::: DATA LINES

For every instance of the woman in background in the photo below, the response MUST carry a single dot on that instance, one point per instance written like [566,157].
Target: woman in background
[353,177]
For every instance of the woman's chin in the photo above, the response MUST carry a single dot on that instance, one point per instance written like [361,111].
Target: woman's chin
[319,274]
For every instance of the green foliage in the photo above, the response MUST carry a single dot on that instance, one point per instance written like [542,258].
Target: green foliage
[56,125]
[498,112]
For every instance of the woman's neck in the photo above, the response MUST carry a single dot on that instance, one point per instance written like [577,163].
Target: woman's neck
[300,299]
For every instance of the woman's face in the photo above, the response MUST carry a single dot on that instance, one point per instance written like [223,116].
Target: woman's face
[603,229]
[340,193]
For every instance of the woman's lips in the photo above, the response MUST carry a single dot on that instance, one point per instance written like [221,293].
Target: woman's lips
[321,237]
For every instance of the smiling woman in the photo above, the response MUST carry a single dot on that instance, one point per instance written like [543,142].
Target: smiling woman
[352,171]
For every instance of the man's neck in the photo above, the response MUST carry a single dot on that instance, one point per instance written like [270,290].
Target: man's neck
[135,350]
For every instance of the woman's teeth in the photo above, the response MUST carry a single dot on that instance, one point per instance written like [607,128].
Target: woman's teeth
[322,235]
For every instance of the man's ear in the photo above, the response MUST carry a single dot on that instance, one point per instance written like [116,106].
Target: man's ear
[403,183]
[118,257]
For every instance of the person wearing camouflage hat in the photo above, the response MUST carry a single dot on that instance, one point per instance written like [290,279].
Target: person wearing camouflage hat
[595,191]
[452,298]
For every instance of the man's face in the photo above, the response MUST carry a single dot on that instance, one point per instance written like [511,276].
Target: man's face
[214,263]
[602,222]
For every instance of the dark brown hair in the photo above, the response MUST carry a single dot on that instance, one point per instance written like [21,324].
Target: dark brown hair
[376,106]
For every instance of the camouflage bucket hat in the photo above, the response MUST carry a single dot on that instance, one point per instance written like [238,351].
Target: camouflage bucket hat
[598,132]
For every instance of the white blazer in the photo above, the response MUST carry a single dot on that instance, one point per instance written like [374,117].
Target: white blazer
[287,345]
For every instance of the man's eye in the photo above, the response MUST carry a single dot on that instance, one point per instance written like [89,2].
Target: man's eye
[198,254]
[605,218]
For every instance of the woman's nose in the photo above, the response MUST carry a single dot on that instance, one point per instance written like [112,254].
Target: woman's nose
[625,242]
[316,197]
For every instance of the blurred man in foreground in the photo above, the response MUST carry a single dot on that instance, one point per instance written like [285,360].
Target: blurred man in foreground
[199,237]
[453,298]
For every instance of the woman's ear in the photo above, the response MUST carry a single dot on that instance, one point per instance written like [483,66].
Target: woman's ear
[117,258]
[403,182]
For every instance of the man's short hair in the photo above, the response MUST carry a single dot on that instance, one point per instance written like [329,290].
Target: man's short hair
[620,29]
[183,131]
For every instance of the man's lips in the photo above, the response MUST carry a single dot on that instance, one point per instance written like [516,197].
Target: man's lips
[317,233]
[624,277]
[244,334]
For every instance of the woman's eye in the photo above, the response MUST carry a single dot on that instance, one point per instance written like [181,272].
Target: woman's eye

::::::

**WRITTEN TASK**
Copy the listing starting at the line that contains "For every instance of the man's lips" and ending with the last line of the listing, swapping "lips" for "mouth" wherever it occurs and keeping everything else the same.

**SOLUTION TO THIS EXERCISE**
For every instance of the man's mouth in the photo above, the response MUST carry a single dot on that instance, one point per instance written like [516,197].
Target: man's mouth
[317,233]
[624,277]
[244,334]
For every instance of the woman's eye in the photo above, the response MUST carry a single dot on that instance, one point per instance written like [181,272].
Target: woman's eye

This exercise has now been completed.